## SUPPLIED INFORMATION
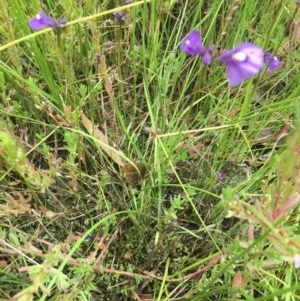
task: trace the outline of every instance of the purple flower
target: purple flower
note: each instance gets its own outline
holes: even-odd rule
[[[180,50],[189,55],[200,55],[204,64],[209,65],[212,60],[214,46],[209,46],[207,49],[202,44],[201,34],[198,30],[192,30],[180,45]]]
[[[123,13],[120,12],[120,11],[117,11],[117,12],[113,13],[113,15],[114,15],[117,19],[120,19],[120,20],[123,21],[123,22],[126,21],[126,16],[125,16],[125,14],[123,14]]]
[[[293,257],[294,259],[294,266],[296,269],[300,268],[300,254],[296,254]]]
[[[31,19],[28,24],[34,30],[39,30],[44,27],[59,28],[61,25],[66,24],[66,19],[61,19],[59,21],[54,21],[51,17],[48,17],[44,12],[39,12],[33,19]]]
[[[268,64],[268,71],[273,72],[277,68],[281,67],[282,63],[276,55],[271,52],[266,52],[264,57],[265,62]]]
[[[133,1],[125,1],[125,5],[129,5],[131,3],[133,3]],[[126,21],[126,18],[127,18],[126,15],[123,14],[122,12],[120,12],[120,11],[117,11],[117,12],[113,13],[113,15],[114,15],[115,18],[121,20],[122,22]]]
[[[231,86],[259,73],[264,64],[263,50],[254,44],[243,43],[233,50],[225,50],[218,58],[227,64],[227,74]]]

## GOAL
From the records, copy out every line that contains the word "flower".

## WORKED ANSWER
task: trace the outline of every instance of the purple flower
target: purple flower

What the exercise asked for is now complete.